Verilen metin:
Yaşım 9-10. Laleli’de oturuyoruz, kısa bir süre. Şehzadebaşı’nda sinemalar var, gözünü sevdiğimin Şehzadebaşı’sı. Ferah Sineması, ondan biraz aşağıda Fatih’e doğru elli adım ötede Turan Sineması, Turan Sineması’nın karşısında Hilal Sineması, bize doğru, beriye doğru gelirsen de Milli Sinema… “Üç film birden” modası. Turan Sineması daha çok Mısır filmi oynatırdı. Mesela ben, Abdülvahap’ın Beyaz Gül’ünü, Aşkın Gözyaşları’nı, Münir Nurettin’in Allah’ın Cenneti’ni falan hep oralarda seyrettim.
Yeşilçam tutkunu Yasemin Arpa’nın Safa Önal ile yaptığı bu nehir söyleşi, sözlü tarih çalışması olmanın ötesinde pek çok anlam taşıyor. İçtenlikle edilen bir sohbetin yansıması olan Safa Önal Kitabı, dünyada senaryoları filme en çok çekilen senarist olarak Guinness Rekorlar Kitabı’na adını yazdıran, ünlü senaristin sinema serüvenini, anılarını, hayata ve mesleğine bakışını aktarırken, okuru İstanbul’un çok kültürlü dönemine götürüp binbir türlü maceranın yaşandığı ara sokaklarında dolaştırıyor.

Alıntılanan kayıtlar:

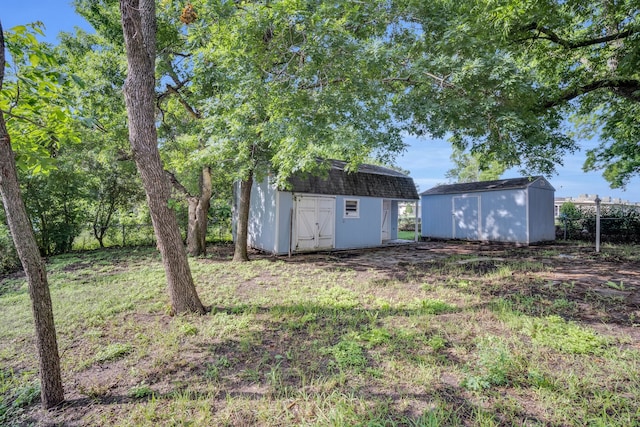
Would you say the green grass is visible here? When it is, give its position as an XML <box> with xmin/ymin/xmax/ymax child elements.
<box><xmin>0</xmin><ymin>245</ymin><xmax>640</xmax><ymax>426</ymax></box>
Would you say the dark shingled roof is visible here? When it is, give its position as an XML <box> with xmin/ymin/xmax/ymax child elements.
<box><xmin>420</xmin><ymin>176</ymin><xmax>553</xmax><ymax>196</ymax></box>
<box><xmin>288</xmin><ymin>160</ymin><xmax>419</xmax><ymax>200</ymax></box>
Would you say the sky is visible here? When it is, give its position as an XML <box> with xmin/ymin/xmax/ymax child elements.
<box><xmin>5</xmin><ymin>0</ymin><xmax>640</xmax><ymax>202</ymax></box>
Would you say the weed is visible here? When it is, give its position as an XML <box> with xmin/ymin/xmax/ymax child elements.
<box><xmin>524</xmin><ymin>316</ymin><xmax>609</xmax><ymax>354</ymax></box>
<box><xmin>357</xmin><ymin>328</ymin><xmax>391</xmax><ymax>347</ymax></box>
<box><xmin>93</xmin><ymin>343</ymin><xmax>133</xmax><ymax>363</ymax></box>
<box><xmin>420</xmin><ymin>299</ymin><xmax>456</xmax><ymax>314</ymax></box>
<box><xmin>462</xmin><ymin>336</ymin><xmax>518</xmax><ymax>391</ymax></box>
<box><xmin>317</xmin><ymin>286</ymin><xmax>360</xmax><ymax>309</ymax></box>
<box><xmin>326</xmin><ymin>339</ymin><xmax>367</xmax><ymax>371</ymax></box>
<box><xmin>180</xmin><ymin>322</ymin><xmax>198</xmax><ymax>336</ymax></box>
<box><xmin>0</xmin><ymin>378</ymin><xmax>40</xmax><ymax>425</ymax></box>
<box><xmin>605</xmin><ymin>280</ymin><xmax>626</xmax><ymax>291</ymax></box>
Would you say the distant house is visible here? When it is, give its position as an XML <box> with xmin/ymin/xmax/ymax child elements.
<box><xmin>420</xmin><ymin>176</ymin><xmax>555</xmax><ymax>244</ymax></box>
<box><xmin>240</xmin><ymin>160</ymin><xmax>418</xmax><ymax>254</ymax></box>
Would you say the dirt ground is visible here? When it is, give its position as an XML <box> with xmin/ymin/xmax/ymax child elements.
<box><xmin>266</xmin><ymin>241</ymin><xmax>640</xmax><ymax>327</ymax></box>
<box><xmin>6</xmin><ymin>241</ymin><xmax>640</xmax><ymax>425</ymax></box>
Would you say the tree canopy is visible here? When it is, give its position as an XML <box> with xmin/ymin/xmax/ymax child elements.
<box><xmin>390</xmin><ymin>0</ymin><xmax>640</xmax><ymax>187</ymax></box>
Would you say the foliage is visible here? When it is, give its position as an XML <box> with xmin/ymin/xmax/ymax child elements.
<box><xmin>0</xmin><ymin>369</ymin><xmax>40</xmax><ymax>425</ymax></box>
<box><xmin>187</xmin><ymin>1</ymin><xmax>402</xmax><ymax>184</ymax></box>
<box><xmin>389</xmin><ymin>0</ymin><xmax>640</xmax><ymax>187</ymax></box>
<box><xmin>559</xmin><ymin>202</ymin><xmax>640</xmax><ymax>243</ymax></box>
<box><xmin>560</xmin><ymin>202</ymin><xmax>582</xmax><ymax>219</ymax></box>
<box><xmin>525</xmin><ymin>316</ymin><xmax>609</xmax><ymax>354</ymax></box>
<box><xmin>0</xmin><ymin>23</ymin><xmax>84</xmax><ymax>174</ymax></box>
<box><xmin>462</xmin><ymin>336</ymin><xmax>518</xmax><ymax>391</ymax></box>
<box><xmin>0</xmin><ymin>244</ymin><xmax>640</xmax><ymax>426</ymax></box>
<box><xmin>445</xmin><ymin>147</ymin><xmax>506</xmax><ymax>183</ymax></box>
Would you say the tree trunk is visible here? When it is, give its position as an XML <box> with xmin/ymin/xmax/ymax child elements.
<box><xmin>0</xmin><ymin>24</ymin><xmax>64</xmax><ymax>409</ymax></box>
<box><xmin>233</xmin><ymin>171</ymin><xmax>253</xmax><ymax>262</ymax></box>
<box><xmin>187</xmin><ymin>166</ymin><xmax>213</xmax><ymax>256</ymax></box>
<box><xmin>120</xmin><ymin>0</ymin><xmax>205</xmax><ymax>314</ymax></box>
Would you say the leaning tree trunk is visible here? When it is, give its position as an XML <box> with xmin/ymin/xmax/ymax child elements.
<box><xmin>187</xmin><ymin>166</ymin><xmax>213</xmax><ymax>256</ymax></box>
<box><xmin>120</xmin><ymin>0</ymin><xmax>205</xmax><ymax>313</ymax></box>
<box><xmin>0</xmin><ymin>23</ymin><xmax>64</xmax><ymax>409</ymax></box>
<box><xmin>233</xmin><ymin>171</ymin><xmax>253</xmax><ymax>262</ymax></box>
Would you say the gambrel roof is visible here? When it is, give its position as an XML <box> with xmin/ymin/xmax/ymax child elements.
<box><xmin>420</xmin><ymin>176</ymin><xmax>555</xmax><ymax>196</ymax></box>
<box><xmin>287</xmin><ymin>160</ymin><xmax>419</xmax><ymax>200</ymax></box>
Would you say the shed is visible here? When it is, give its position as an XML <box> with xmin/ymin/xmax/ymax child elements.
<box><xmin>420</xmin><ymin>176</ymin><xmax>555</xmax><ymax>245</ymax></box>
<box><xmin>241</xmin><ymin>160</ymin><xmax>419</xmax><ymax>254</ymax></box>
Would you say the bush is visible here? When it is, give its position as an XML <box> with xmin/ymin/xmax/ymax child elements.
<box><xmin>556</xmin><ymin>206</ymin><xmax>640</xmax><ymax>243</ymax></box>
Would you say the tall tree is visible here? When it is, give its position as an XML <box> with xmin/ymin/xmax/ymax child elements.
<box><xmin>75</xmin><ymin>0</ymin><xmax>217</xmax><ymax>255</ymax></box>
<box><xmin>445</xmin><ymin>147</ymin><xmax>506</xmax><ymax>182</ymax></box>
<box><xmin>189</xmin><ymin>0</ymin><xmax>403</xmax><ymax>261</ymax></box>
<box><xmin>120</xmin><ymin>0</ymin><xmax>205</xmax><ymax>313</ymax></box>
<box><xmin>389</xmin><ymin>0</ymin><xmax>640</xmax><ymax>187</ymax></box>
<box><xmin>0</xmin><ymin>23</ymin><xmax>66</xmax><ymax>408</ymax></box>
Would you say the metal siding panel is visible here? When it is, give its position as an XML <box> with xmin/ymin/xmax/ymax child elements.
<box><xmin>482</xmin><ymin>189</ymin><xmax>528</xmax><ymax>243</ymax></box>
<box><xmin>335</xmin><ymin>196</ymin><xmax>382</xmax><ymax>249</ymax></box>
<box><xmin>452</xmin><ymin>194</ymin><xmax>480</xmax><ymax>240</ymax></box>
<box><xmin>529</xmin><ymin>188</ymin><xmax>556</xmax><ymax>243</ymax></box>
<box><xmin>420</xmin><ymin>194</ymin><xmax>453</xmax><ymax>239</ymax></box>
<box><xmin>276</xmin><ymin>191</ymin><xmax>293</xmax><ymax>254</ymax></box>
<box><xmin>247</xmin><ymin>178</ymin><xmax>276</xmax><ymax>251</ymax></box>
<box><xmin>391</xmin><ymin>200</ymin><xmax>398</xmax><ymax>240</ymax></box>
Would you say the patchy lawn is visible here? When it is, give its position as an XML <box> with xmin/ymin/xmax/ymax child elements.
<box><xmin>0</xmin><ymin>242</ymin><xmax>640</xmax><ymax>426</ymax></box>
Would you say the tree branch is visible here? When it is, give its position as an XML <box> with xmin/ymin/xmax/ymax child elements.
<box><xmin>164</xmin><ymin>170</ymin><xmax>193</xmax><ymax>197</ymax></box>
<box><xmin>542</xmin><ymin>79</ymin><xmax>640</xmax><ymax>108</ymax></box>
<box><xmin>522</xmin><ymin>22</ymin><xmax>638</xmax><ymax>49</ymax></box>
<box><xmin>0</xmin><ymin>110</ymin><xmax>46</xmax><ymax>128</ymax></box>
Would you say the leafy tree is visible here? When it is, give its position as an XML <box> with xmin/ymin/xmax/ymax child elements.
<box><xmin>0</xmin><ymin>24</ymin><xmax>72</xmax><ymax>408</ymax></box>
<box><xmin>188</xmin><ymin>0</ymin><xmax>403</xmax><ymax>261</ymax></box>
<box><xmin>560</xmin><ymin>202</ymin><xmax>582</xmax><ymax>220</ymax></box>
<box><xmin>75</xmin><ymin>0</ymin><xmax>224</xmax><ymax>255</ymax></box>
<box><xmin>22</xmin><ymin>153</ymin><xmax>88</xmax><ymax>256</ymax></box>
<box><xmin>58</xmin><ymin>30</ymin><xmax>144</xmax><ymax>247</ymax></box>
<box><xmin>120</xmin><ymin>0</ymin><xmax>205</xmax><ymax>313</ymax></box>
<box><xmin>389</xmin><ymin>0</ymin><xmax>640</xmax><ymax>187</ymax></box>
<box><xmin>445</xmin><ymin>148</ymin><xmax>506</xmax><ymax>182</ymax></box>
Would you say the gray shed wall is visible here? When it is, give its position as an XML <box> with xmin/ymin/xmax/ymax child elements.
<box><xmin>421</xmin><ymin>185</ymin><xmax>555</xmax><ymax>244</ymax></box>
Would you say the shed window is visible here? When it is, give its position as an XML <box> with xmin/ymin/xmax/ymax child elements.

Yapılacak işler:
**1)** Verilen metinde "Yaşım 9-10" diye başlayan paragrafı, ana bilgilerini koruyarak madde madde yeniden yazın.
**2)** Verilen metne göre şu soruları yanıtlayın:
(a) Turan Sineması daha çok hangi filmleri oynatırdı?
(b) Safa Önal ile nehir söyleşiyi kim yapmış?
(c) Safa Önal adını hangi kitaba yazdırmış?

Görev yanıtları:
**1)**
- Anlatıcı 9-10 yaşındayken kısa bir süre Laleli'de oturmuş.
- Şehzadebaşı'nda birkaç sinema varmış: Ferah Sineması, ondan elli adım aşağıda Fatih'e doğru Turan Sineması, Turan'ın karşısında Hilal Sineması, beriye doğru gelince de Milli Sinema.
- O dönemde "üç film birden" modası varmış.
- Turan Sineması daha çok Mısır filmi oynatırmış.
- Anlatıcı Abdülvahap'ın Beyaz Gül'ünü, Aşkın Gözyaşları'nı ve Münir Nurettin'in Allah'ın Cenneti'ni hep oralarda izlemiş.

**2)**
(a) Mısır filmlerini.
(b) Yeşilçam tutkunu Yasemin Arpa.
(c) Guinness Rekorlar Kitabı'na.